→ **PROMPT**: Could you please reproduce the entries exactly, leaving out any pictures?

→ **EXTRACTED RECORDS**:
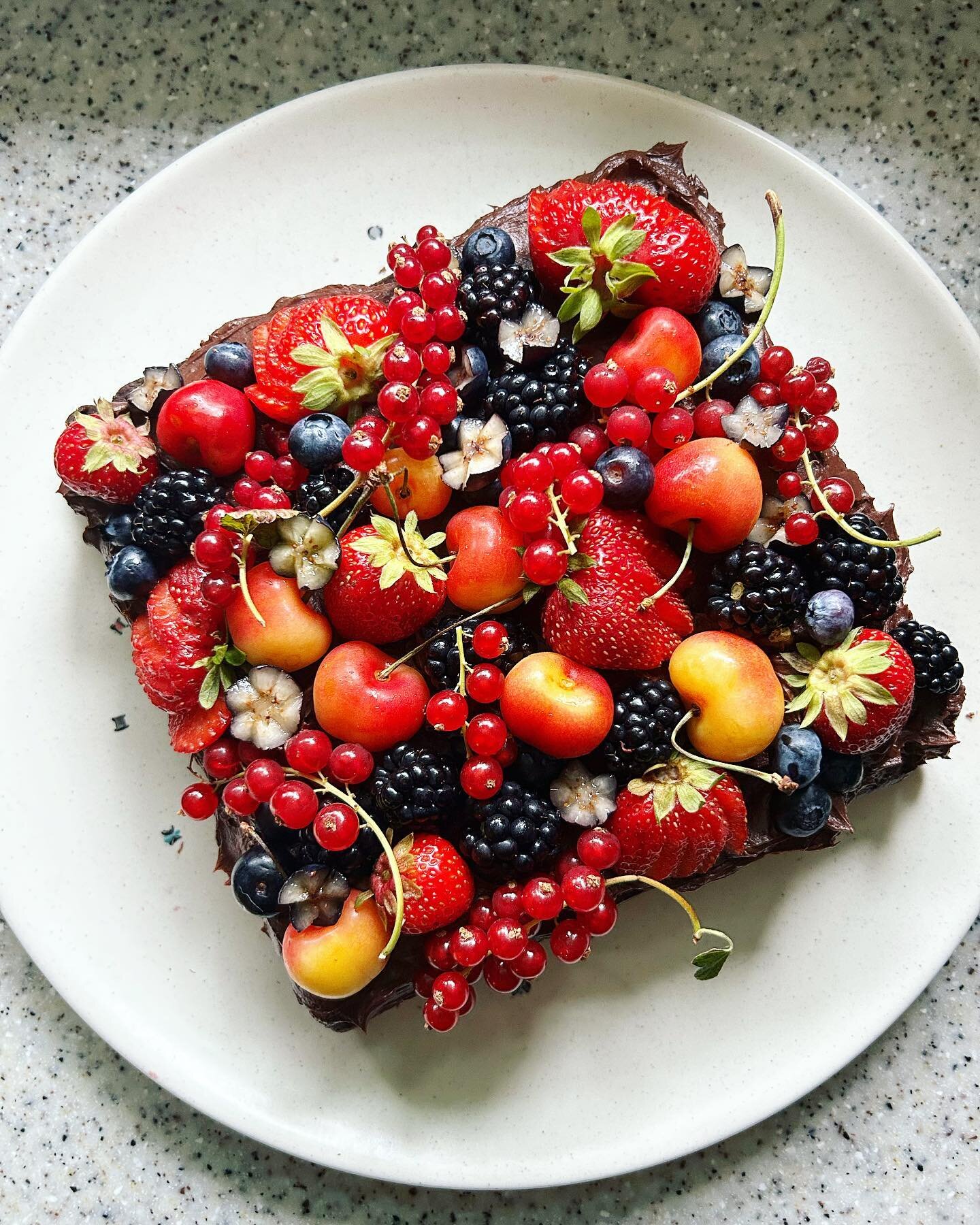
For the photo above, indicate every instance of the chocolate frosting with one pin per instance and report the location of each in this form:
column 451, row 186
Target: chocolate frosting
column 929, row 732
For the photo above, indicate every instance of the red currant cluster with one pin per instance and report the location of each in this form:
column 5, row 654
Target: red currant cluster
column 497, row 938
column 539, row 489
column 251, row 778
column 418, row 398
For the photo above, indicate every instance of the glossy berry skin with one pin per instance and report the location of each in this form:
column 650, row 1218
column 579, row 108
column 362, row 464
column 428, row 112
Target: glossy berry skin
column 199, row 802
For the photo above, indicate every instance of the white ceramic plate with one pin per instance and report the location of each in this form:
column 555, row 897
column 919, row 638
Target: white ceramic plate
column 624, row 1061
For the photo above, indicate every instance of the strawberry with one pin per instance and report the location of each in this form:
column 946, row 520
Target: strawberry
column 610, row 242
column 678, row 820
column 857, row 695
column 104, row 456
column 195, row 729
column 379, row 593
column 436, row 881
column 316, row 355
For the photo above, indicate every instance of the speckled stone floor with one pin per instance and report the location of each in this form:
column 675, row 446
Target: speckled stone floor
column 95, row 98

→ **RESULT OF THIS TASK**:
For the photo above, indicate every instance of the chocolate frosting with one pin per instance and report the location of each in this form:
column 451, row 186
Target: chocolate frosting
column 929, row 732
For the photo above, indicate every instance of the red currant cluster with one pin per instance and report the location of each in this form:
column 5, row 654
Target: red currant cluster
column 497, row 938
column 539, row 489
column 251, row 778
column 418, row 398
For the photo above, indicate every instance of the glossy berry skin with one pin per instance and report the location of each in this form:
column 650, row 1218
column 579, row 108
column 362, row 464
column 428, row 112
Target: glossy berry skin
column 199, row 802
For the photo above, indicate every instance of the white ceramic plate with one pin per instance and report the location of each in this form:
column 555, row 897
column 919, row 638
Target: white ceramic plate
column 624, row 1061
For the photo above, indicate every instance of the strawberry with one pin per instance and report the location of each in this form:
column 946, row 520
Target: strawberry
column 610, row 242
column 678, row 820
column 857, row 695
column 104, row 456
column 195, row 729
column 379, row 593
column 436, row 881
column 316, row 355
For the photo above, indicate every instance of the speckled stone floor with one pin per instance and report the location of each in this form:
column 675, row 446
Target: speckled stone floor
column 95, row 98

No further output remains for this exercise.